Format the rows below from the line containing "white shorts -> box" through the line containing "top-left (184, 102), bottom-right (219, 132)", inclusive, as a JSON list of strings with one string per line and blank lines left out.

─── Data shown ───

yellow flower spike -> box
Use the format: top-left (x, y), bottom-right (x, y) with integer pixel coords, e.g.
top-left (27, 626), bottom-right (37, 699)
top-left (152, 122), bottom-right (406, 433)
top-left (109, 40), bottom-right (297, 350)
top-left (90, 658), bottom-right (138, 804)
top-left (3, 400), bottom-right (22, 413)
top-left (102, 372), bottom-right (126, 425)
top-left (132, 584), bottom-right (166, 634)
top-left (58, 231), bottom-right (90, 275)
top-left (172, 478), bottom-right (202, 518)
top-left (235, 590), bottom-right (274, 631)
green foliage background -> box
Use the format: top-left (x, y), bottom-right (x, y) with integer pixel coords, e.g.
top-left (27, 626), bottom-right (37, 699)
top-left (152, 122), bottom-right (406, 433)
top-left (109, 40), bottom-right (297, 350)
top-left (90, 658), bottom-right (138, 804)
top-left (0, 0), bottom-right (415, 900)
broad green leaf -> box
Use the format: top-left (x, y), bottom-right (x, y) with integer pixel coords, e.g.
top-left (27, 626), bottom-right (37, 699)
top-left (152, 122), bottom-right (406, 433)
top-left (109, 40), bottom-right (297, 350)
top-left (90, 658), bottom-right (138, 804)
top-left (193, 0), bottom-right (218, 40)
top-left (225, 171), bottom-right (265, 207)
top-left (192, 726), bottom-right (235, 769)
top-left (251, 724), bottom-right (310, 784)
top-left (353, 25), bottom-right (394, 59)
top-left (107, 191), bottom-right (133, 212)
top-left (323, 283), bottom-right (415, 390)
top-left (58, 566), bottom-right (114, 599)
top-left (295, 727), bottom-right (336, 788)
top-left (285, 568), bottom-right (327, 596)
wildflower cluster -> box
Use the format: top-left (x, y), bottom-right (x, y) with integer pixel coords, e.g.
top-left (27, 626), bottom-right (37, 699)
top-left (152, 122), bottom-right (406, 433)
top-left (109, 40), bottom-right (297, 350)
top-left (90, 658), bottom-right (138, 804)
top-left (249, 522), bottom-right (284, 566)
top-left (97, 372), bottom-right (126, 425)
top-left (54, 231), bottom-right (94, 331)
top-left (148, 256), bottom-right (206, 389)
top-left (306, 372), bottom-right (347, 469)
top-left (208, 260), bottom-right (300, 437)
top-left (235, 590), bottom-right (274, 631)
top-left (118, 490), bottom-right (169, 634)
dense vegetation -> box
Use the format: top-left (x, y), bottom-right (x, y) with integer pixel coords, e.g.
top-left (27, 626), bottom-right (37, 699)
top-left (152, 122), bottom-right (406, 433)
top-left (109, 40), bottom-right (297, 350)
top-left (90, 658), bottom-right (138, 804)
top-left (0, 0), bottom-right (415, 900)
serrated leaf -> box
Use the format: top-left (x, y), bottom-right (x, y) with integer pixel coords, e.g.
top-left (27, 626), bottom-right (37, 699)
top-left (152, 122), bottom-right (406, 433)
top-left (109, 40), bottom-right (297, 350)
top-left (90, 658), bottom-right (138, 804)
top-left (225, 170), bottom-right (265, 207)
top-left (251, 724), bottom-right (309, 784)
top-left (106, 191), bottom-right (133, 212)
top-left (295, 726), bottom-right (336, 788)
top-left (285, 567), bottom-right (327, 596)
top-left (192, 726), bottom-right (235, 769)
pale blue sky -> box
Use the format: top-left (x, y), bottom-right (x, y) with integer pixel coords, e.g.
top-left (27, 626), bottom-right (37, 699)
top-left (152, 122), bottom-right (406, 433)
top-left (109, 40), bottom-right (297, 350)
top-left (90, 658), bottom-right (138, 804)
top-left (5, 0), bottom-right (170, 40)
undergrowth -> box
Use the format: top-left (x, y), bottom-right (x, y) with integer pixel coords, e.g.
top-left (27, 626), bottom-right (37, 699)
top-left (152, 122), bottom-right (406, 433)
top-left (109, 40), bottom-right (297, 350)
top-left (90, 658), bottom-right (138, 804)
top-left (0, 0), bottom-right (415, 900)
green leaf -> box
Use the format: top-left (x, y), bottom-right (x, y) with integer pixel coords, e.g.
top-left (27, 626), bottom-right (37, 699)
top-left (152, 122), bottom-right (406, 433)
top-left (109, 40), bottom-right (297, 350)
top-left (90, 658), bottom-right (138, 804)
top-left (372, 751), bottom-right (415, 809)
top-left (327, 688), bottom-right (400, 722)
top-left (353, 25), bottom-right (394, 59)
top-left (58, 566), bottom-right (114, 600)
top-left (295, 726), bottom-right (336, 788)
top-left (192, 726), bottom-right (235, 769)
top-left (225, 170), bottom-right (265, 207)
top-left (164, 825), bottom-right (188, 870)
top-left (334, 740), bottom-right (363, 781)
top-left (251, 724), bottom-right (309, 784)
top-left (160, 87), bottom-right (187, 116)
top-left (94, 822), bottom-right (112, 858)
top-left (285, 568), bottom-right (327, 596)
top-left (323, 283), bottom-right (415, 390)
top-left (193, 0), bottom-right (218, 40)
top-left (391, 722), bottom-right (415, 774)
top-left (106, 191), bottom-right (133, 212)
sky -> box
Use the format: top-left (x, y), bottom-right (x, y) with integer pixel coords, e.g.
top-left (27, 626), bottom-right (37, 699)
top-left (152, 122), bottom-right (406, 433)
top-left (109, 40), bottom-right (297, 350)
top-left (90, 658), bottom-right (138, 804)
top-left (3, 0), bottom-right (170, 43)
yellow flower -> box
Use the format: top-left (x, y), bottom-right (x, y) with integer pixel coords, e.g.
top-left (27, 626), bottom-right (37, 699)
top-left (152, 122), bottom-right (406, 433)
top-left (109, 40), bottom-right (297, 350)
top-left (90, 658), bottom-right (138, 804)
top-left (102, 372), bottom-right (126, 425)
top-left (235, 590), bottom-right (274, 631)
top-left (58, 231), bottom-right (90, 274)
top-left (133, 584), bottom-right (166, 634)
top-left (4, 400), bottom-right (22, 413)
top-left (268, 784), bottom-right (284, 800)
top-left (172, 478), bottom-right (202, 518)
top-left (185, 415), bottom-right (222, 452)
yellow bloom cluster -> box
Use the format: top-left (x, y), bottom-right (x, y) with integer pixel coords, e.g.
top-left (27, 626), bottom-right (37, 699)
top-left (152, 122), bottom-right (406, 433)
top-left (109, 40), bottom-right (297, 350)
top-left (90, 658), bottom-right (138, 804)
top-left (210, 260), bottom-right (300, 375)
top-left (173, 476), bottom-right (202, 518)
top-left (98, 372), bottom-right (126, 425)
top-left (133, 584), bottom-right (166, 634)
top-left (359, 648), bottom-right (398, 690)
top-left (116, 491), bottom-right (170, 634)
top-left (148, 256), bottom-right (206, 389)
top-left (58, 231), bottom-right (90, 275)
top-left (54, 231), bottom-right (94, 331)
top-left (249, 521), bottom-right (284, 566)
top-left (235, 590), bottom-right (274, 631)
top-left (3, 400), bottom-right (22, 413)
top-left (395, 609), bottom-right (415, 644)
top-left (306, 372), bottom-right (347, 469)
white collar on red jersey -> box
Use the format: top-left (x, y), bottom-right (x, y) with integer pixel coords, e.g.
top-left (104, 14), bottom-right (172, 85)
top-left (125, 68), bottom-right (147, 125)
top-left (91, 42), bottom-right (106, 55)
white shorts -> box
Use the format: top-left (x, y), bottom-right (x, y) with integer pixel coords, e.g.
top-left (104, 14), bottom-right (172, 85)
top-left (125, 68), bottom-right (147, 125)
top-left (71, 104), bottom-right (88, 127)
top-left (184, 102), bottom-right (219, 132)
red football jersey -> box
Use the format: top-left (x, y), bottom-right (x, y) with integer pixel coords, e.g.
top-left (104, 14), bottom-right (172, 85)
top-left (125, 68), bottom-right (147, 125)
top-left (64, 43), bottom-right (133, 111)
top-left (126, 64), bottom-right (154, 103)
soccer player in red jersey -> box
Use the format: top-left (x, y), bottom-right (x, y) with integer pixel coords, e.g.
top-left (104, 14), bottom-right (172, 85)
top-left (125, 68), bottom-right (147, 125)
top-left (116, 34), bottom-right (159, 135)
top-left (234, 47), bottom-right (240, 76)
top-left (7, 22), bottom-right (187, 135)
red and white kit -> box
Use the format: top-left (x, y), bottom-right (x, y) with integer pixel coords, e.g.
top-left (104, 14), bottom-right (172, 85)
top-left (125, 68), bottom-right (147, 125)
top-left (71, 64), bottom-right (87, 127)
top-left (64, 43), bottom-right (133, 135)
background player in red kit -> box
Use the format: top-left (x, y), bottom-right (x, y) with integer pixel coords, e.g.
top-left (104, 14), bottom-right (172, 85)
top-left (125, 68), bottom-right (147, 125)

───

Output.
[
  "white shorts -> box",
  "Use the format: top-left (x, y), bottom-right (x, y) with integer pixel coords, e.g.",
  "top-left (104, 14), bottom-right (172, 85)",
  "top-left (125, 68), bottom-right (147, 125)",
  "top-left (71, 104), bottom-right (88, 127)",
  "top-left (184, 102), bottom-right (219, 132)"
]